* _Selected extract_:
....

At Design Miami Basel 2013 one of the more impressive presentations was without question the collection of Alvar Aalto furniture shown by Stockholm/Berlin based gallery Jackson Design.
A presentation that included rare examples of Alvar Aalto’s furniture for and by the Finnish manufacturer Artek. And all available for purchase.
Basel based furniture manufacturer Vitra have gone one step further, and have purchased Artek.
Following completion of his architecture studies in 1921 Alvar Aalto initially established his own practice in Jyväskylä before in 1927 moving south to Turku. In Turku Aalto became acquainted with Otto Korhonen, director of the local wooden furniture manufacturer Huonekalu-ja Rakennustyötehdas with whom he began cooperating on various Huonekalu-ja Rakennustyötehdas projects.
A consequence of these cooperations was that Alvar Aalto began experimenting with wood and for all the moulding of plywood, experimentation that eventually led him to develop his own furniture objects. The first major works being the furnishings for his 1932 Paimio Sanatorium project.
In 1933 Alvar Aalto presented his furniture in a show at Fortnum & Mason in London. The show was a huge success, so much so that demand for Aalto’s reduced, inexpensive wooden furniture far exceed the competence of both Aalto and Huonekalu-ja Rakennustyötehdas. As a result in 1935 a decision was made to form a company to produce Aalto’s furniture and so better control and manage the future development. In December 1935 Alvar Aalto, his wife Aino Aalto, the art collector Maire Gullichsen and art historian Nils-Gustav Hahl formally established the aforementioned Artek. And today Artek remain the sole licensed producer of Alvar Aalto’s designs.
A central component of Alvar Aalto’s early furniture was the so called “L-leg” – a construction developed by Alvar Aalto in cooperation with Otto Korhonen and whose poetic simplicity was wonderfully demonstrated in the exhibition “Stool 60 by Alvar Aalto” presented at Ungers Archiv für Architekturwissenschaft in Cologne during Cologne Design Week 2013. Over the decades Aalto extended and developed the L-leg into the Y-leg and the X-leg, but all in essence based on the same, very simple, very ingenious, moulding process.
And it is this process that is more important, and interesting, than the leg itself. For with his L-leg Alvar Aalto led the way in developing methods for moulding plywood, and as such laid the foundation for all subsequent moulded plywood furniture.
Which of course brings us to Charles Eames.

....

* _Recorded data_:
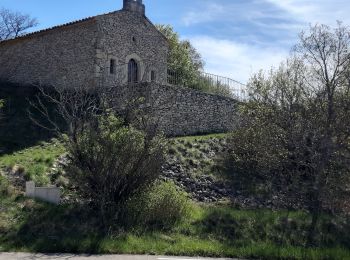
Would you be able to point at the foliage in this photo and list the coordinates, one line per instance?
(111, 162)
(294, 135)
(33, 163)
(208, 231)
(17, 131)
(183, 60)
(4, 186)
(161, 206)
(185, 65)
(13, 24)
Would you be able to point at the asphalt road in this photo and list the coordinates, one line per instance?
(25, 256)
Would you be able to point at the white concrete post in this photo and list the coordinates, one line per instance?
(30, 189)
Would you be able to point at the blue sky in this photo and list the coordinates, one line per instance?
(235, 37)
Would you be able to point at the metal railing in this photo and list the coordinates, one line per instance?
(132, 73)
(210, 83)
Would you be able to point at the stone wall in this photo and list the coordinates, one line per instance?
(79, 53)
(180, 111)
(126, 35)
(61, 56)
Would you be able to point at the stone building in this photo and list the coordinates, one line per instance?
(110, 49)
(113, 50)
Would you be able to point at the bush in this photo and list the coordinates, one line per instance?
(161, 206)
(4, 186)
(111, 162)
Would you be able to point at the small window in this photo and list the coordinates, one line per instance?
(133, 71)
(153, 75)
(112, 66)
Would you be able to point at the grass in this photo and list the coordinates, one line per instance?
(209, 230)
(197, 154)
(218, 231)
(202, 137)
(33, 162)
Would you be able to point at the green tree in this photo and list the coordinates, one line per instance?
(184, 61)
(295, 133)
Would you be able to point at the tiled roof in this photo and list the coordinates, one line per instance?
(28, 35)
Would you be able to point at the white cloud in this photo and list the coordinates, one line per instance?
(236, 60)
(315, 11)
(267, 30)
(210, 12)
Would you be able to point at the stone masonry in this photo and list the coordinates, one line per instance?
(97, 51)
(80, 53)
(181, 111)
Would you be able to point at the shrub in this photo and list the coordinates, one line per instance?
(161, 206)
(4, 186)
(111, 162)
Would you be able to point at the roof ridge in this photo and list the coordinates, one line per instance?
(27, 35)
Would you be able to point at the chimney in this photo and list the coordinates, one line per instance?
(134, 6)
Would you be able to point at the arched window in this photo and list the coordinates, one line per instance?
(133, 72)
(153, 75)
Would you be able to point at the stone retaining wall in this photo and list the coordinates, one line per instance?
(180, 111)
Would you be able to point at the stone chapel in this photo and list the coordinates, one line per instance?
(105, 50)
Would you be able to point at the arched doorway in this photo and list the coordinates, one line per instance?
(133, 71)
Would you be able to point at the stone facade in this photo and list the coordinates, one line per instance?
(181, 111)
(80, 53)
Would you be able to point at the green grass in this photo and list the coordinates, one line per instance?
(198, 154)
(34, 162)
(209, 230)
(218, 231)
(202, 137)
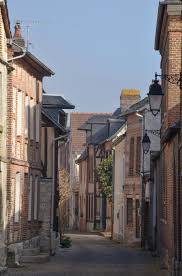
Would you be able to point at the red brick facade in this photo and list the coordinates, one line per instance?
(23, 147)
(132, 187)
(169, 43)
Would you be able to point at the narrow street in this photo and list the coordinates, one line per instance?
(94, 255)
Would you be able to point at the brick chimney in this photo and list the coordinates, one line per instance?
(129, 97)
(17, 38)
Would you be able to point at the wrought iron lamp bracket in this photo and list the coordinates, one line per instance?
(154, 132)
(173, 78)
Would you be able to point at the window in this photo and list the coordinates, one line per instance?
(17, 197)
(129, 210)
(30, 199)
(36, 197)
(19, 113)
(27, 115)
(131, 157)
(37, 123)
(138, 155)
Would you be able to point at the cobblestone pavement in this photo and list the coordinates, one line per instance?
(92, 255)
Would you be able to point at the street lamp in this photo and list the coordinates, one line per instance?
(146, 143)
(155, 96)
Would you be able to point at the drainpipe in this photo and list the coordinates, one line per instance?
(53, 191)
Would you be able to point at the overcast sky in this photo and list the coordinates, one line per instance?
(95, 47)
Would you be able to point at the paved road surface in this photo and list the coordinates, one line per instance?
(92, 255)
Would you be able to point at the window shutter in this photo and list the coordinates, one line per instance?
(19, 113)
(138, 155)
(27, 115)
(14, 100)
(129, 210)
(36, 197)
(17, 197)
(131, 157)
(37, 123)
(14, 137)
(30, 199)
(32, 105)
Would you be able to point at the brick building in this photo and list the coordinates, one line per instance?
(24, 163)
(132, 173)
(5, 35)
(76, 146)
(168, 42)
(53, 134)
(96, 209)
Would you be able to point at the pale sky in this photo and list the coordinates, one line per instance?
(95, 47)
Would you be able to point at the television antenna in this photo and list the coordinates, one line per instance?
(27, 24)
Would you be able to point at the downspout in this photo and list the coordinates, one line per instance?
(53, 191)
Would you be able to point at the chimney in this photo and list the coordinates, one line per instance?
(129, 97)
(17, 38)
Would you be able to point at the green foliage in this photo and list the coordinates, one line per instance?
(65, 242)
(104, 176)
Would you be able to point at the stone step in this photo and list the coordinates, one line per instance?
(39, 259)
(31, 251)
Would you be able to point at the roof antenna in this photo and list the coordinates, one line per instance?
(28, 25)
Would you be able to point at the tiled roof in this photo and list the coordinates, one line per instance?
(106, 132)
(52, 115)
(78, 137)
(83, 156)
(117, 112)
(96, 119)
(135, 107)
(56, 101)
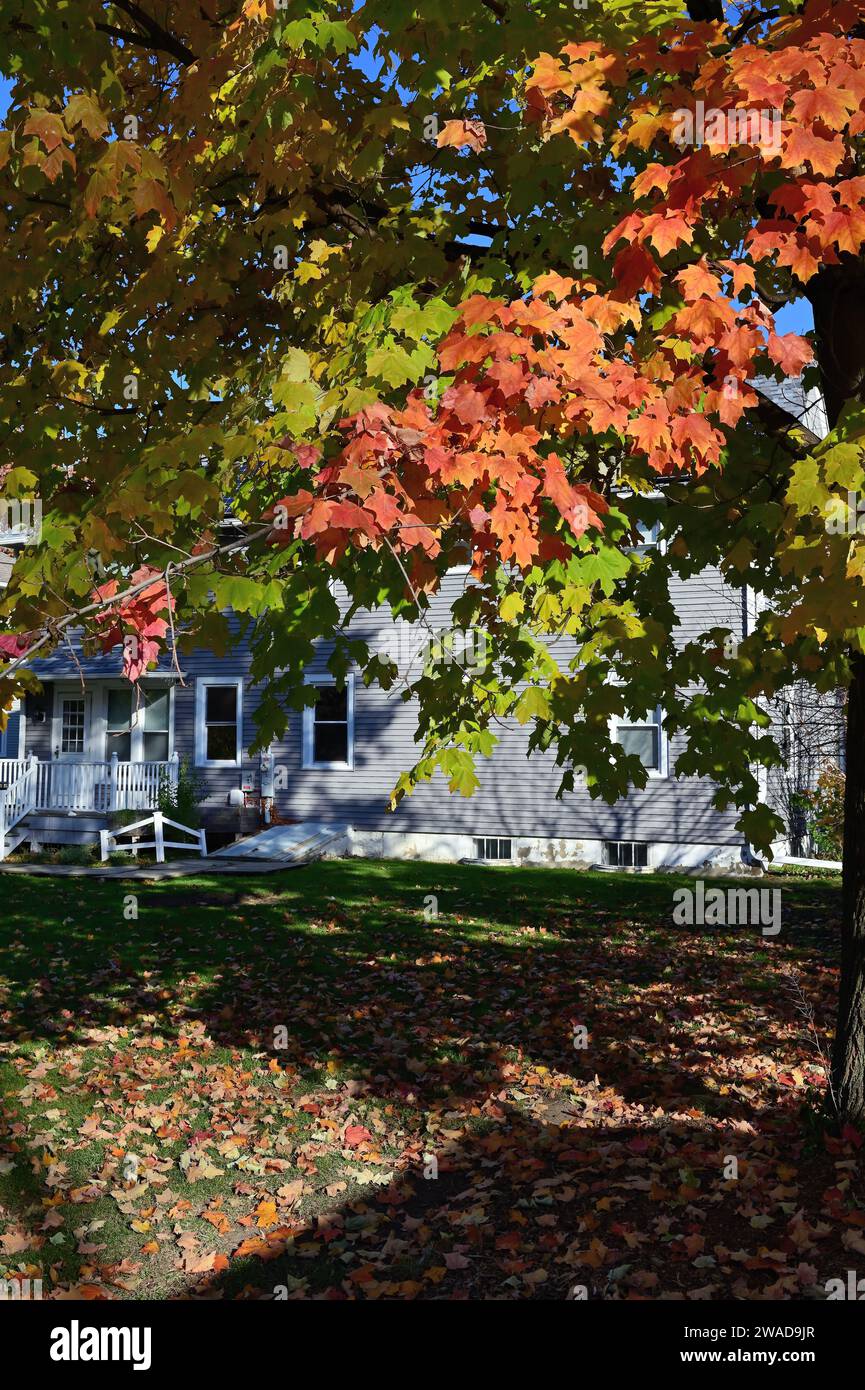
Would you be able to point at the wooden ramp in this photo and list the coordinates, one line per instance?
(287, 844)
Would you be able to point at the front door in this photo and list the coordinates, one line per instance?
(71, 747)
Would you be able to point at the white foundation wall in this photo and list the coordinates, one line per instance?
(579, 854)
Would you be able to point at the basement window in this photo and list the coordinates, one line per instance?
(626, 854)
(492, 848)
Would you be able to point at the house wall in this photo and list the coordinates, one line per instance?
(516, 797)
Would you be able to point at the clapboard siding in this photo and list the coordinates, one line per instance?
(516, 797)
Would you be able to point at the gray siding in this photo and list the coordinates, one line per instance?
(516, 795)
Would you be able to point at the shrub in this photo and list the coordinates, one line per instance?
(181, 802)
(825, 812)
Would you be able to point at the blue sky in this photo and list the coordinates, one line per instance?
(791, 319)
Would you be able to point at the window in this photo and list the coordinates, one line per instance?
(155, 716)
(492, 848)
(328, 724)
(10, 737)
(650, 537)
(118, 726)
(138, 724)
(626, 854)
(71, 724)
(217, 723)
(644, 740)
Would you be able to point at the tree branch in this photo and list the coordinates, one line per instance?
(152, 34)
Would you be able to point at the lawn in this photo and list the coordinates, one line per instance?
(306, 1084)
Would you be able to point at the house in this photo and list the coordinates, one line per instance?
(91, 745)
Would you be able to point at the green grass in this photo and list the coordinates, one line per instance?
(155, 1037)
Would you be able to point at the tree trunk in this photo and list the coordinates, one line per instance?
(837, 298)
(849, 1051)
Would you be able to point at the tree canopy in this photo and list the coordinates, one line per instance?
(395, 285)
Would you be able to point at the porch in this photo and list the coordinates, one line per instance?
(29, 786)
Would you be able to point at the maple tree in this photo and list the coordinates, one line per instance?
(413, 307)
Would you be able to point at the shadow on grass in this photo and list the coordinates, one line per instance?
(437, 1018)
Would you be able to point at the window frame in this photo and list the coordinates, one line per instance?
(202, 685)
(632, 844)
(308, 738)
(6, 754)
(498, 858)
(136, 726)
(618, 722)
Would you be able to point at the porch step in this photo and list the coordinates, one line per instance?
(14, 838)
(288, 844)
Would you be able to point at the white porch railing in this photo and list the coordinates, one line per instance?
(17, 798)
(99, 787)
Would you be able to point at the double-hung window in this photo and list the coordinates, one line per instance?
(219, 713)
(328, 724)
(138, 723)
(644, 740)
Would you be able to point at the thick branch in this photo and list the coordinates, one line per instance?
(149, 34)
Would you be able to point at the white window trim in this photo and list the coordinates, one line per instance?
(136, 742)
(309, 727)
(17, 708)
(202, 684)
(70, 691)
(664, 754)
(641, 548)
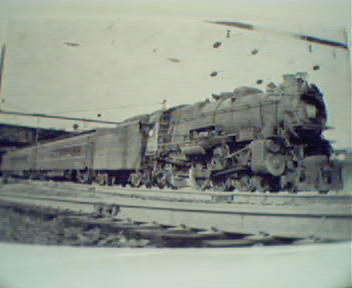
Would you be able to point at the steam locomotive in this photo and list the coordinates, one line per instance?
(246, 140)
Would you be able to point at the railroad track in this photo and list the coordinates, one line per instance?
(197, 218)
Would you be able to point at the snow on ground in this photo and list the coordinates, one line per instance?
(323, 265)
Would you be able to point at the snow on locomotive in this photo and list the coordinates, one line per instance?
(246, 140)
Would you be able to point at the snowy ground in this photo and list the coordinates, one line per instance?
(324, 265)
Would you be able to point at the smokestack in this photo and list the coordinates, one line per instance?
(2, 63)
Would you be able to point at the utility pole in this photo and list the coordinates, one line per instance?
(2, 64)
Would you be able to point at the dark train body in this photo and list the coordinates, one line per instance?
(246, 140)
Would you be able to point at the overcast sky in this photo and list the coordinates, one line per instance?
(119, 58)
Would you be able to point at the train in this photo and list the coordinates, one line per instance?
(244, 140)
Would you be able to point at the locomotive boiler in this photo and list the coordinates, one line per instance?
(248, 140)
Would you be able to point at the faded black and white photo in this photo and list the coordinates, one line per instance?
(175, 144)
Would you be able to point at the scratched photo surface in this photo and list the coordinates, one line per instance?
(107, 61)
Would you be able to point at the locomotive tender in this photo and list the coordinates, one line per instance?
(248, 140)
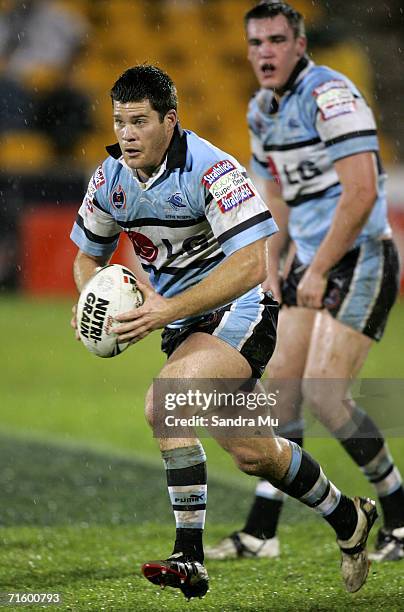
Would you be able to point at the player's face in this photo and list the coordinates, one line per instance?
(143, 138)
(273, 50)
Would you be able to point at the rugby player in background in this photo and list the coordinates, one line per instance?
(314, 141)
(217, 324)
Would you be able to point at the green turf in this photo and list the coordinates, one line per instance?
(82, 493)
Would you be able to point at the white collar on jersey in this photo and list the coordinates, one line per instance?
(152, 179)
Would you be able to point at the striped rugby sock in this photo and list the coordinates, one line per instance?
(364, 442)
(186, 480)
(263, 518)
(306, 481)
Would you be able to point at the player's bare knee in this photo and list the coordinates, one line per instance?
(313, 392)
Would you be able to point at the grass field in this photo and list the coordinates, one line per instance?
(82, 490)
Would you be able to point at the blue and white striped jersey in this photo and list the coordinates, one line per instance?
(199, 208)
(321, 118)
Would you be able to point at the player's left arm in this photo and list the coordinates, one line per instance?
(358, 177)
(219, 287)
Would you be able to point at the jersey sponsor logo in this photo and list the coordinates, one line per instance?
(176, 200)
(334, 98)
(98, 178)
(216, 171)
(118, 198)
(144, 247)
(228, 182)
(236, 197)
(273, 170)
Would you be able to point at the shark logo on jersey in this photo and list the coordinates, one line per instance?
(118, 198)
(97, 181)
(143, 246)
(293, 123)
(176, 200)
(334, 98)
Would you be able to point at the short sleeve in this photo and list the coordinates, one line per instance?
(95, 231)
(344, 121)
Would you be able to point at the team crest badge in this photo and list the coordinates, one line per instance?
(118, 198)
(176, 200)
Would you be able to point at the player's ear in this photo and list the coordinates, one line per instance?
(301, 45)
(171, 118)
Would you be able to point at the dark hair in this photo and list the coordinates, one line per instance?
(272, 9)
(146, 82)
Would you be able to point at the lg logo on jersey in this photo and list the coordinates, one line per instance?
(146, 249)
(305, 171)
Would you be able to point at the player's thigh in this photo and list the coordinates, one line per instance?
(336, 354)
(294, 333)
(286, 367)
(202, 357)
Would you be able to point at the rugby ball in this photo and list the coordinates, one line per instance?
(111, 291)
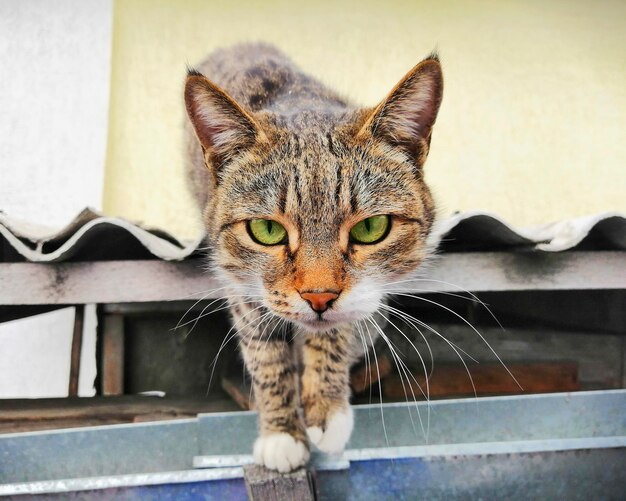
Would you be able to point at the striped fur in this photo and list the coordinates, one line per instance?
(267, 141)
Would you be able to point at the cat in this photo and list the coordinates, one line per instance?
(311, 205)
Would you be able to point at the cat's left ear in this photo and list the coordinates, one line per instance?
(223, 127)
(406, 117)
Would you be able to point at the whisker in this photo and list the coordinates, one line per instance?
(472, 295)
(476, 331)
(380, 390)
(403, 369)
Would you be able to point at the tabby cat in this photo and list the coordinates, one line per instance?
(311, 206)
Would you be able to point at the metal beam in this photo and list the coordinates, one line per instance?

....

* _Task to carry out_:
Duplicate the passage of the Alvar Aalto article word for word, starting at "A presentation that" and ending at "have purchased Artek.". The items have no connection to the article about Alvar Aalto's furniture.

* _Solution to the problem_:
A presentation that included rare examples of Alvar Aalto’s furniture for and by the Finnish manufacturer Artek. And all available for purchase.
Basel based furniture manufacturer Vitra have gone one step further, and have purchased Artek.